Given problem: Render the lines below as a JSON list of strings, one string per line and blank lines omitted, covering only the lines from the one containing "the dirt road?" through the final line, inclusive.

Extracted records:
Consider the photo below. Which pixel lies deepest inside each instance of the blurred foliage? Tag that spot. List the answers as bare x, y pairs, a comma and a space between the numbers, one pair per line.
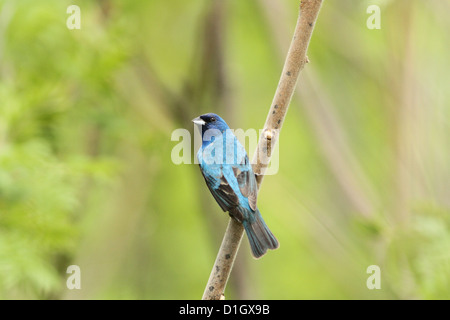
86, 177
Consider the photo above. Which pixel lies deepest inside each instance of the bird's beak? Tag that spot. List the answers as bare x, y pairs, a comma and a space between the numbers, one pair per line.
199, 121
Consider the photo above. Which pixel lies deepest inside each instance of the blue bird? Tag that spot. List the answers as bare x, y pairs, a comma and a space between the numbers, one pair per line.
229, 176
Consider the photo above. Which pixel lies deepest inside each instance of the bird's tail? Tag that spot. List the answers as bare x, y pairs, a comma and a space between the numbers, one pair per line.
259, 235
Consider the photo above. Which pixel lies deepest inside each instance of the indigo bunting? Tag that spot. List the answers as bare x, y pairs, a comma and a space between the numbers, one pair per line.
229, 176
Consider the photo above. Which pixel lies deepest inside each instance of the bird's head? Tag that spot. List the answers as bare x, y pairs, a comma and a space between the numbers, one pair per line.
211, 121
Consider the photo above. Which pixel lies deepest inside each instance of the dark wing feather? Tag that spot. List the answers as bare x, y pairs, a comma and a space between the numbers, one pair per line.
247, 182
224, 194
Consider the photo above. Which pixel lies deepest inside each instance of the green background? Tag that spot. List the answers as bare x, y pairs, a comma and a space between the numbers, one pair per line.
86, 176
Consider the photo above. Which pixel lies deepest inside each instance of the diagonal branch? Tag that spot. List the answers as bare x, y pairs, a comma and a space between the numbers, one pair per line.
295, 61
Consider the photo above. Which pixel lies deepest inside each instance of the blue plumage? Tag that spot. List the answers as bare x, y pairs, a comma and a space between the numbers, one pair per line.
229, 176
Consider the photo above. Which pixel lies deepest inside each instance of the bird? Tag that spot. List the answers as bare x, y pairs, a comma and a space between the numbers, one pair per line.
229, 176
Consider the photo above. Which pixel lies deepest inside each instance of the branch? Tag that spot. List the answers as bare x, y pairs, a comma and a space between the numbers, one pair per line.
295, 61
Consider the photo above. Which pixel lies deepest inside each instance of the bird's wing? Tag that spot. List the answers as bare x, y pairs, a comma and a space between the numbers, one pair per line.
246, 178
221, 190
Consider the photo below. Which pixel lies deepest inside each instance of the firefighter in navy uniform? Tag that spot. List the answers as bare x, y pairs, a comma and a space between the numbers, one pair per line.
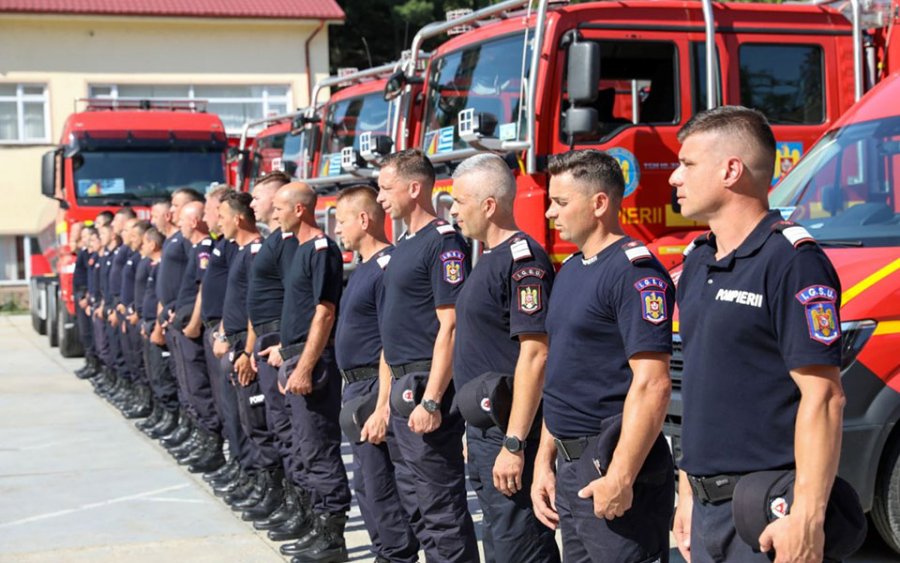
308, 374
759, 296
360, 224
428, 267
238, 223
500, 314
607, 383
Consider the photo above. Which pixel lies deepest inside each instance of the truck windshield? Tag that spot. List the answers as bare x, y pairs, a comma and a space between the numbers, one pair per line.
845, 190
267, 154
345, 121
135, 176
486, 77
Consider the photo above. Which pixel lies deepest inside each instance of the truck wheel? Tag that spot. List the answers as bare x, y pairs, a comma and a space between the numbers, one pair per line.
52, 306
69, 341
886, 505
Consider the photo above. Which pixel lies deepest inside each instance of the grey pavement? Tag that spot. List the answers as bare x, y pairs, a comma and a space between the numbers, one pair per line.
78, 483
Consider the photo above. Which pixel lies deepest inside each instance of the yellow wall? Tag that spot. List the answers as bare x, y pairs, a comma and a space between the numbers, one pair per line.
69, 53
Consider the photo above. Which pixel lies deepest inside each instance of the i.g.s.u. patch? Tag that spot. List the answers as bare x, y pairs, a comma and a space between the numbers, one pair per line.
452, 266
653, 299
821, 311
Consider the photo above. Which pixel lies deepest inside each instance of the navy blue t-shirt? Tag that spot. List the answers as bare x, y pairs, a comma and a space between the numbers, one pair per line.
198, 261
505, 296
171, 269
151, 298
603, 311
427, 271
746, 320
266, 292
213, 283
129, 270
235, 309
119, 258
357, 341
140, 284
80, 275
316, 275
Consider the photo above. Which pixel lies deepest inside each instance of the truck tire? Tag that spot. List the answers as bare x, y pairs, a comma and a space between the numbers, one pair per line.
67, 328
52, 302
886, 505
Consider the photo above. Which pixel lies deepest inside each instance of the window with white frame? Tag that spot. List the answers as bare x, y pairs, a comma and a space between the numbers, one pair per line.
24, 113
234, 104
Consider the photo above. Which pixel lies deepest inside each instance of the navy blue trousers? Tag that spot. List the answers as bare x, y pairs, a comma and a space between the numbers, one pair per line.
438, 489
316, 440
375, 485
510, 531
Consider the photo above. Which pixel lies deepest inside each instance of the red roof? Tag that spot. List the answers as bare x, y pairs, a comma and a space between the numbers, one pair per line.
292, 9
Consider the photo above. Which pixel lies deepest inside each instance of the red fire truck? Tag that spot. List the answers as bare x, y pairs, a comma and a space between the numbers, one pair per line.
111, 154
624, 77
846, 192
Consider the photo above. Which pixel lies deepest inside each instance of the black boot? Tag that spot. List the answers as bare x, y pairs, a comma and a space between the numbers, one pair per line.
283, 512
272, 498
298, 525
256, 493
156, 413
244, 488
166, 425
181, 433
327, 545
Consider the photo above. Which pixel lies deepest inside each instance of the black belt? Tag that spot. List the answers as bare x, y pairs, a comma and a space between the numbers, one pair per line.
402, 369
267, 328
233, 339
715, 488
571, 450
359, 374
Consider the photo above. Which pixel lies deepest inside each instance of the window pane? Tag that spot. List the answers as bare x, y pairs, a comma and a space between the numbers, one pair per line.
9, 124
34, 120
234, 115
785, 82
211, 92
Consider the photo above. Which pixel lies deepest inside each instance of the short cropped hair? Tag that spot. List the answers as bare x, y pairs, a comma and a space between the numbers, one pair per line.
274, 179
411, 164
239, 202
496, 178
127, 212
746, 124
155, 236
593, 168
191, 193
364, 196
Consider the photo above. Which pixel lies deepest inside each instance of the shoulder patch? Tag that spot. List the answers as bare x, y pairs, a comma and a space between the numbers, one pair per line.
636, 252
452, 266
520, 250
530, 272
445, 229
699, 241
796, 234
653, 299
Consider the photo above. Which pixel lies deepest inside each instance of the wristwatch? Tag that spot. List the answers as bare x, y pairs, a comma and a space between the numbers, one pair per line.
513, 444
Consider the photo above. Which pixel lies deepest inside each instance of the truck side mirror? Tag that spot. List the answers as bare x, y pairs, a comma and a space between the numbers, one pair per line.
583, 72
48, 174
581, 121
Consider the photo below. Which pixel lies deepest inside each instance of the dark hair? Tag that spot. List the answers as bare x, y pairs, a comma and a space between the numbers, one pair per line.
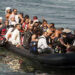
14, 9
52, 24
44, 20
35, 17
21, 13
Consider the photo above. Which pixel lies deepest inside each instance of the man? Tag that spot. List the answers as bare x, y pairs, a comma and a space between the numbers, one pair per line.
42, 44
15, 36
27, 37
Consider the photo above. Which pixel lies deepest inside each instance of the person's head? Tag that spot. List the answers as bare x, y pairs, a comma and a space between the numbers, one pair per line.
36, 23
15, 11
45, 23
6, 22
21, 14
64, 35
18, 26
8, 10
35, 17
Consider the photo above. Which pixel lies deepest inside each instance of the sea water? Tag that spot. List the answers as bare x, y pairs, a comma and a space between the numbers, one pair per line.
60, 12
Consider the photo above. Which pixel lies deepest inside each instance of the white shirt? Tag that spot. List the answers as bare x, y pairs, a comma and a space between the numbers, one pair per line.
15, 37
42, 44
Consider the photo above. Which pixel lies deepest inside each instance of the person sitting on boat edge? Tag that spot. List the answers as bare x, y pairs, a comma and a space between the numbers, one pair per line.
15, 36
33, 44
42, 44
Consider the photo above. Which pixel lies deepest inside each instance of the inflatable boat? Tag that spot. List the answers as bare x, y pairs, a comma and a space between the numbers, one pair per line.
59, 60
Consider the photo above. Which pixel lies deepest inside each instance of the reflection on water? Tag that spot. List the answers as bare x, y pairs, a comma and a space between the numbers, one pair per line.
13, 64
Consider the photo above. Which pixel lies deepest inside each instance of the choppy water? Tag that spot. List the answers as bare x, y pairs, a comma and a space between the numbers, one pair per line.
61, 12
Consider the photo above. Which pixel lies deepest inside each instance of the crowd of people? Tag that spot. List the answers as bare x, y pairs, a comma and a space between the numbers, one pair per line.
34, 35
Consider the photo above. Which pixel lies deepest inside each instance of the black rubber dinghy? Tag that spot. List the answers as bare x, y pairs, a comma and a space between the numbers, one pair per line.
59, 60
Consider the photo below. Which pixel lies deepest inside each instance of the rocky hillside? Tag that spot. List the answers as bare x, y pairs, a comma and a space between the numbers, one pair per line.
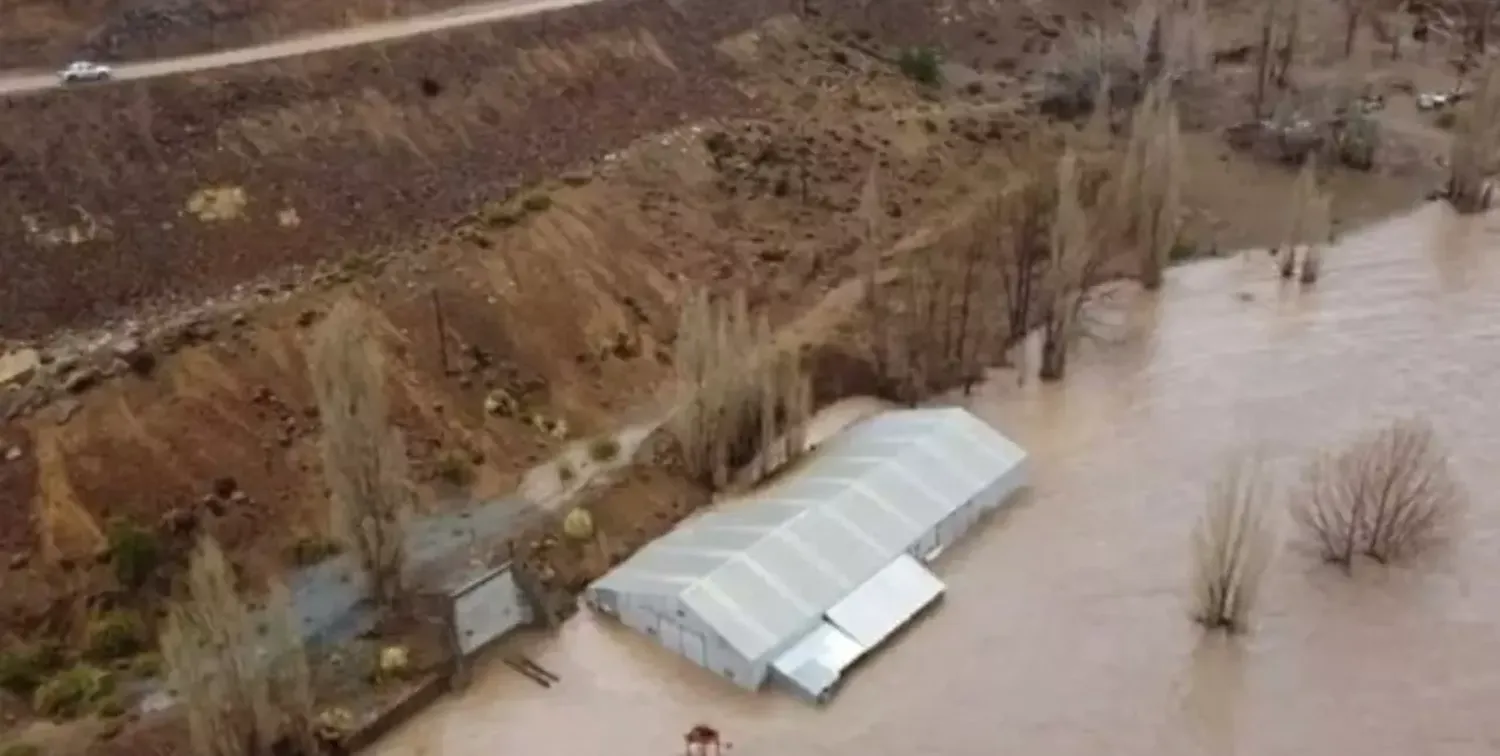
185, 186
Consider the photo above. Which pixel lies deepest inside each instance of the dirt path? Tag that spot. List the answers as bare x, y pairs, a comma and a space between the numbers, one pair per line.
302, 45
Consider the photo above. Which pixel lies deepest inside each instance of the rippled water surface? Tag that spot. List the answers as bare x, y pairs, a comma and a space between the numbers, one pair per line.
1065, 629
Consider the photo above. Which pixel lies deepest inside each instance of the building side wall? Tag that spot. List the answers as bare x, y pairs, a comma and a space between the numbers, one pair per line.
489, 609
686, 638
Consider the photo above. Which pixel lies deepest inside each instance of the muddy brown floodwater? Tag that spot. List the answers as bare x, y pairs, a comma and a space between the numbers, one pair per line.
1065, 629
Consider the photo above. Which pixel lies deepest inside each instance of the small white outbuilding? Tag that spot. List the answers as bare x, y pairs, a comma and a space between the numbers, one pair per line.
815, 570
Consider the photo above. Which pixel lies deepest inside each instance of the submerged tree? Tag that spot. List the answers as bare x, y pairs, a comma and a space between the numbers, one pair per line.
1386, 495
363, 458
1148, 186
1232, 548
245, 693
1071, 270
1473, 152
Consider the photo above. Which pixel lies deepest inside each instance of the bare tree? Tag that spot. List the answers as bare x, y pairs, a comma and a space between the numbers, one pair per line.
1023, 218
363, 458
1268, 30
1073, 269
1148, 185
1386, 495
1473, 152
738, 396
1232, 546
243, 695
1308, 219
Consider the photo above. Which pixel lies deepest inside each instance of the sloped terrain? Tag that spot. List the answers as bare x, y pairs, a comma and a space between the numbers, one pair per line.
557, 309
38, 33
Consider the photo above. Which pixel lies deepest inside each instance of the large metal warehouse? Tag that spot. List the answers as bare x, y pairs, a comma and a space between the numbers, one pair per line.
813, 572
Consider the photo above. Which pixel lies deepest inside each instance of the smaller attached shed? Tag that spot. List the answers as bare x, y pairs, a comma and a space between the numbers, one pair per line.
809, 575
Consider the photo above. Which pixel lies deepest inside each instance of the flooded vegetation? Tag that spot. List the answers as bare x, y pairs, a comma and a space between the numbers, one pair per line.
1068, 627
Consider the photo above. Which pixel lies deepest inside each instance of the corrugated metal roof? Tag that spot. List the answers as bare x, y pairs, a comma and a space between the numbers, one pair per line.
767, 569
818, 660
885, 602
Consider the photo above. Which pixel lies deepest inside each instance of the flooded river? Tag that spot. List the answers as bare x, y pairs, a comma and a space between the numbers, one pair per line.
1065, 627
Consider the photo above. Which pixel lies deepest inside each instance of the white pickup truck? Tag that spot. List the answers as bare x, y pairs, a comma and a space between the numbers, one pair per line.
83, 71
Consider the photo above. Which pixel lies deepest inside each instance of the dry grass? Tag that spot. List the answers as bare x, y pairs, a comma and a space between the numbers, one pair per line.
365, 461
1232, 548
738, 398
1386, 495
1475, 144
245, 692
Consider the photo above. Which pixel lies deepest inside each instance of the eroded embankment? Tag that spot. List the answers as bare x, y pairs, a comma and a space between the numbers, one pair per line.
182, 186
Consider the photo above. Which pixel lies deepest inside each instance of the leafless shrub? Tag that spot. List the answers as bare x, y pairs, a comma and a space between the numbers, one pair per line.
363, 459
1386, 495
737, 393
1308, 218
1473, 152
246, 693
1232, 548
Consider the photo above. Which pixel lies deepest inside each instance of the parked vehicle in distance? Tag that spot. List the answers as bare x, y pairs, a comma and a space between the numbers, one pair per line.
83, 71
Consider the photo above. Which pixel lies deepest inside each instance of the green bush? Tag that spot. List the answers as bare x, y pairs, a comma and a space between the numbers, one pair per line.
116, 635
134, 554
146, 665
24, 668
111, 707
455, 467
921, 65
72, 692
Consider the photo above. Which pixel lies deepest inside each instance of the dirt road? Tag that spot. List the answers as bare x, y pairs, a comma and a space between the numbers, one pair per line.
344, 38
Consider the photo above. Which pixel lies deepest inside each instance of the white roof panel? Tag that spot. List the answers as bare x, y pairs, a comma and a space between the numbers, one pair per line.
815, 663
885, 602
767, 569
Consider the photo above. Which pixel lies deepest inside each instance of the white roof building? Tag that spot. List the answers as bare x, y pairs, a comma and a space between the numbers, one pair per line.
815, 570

Output:
[
  "Consider the photo above. Which pixel lies deepest inside each instance of the dirt road? Tag that spot. List the answers as bare x, y pairs, a comma and a space between the numbers, one pair per line.",
  "344, 38",
  "Consider the photo above. Which pixel lies deepest inside each instance of the white roof panel? Tag that spot. List the answers as bare x, y pairs, a comma and a space between the numbers, one pair per line.",
  "815, 663",
  "885, 602",
  "767, 569",
  "Consider the photo above. Which pixel lies deepest inside each instance of the white roof building? Tag that spot. List the answers as bare x, y pairs, a comma and a space between the numbers, one pair per line.",
  "815, 570"
]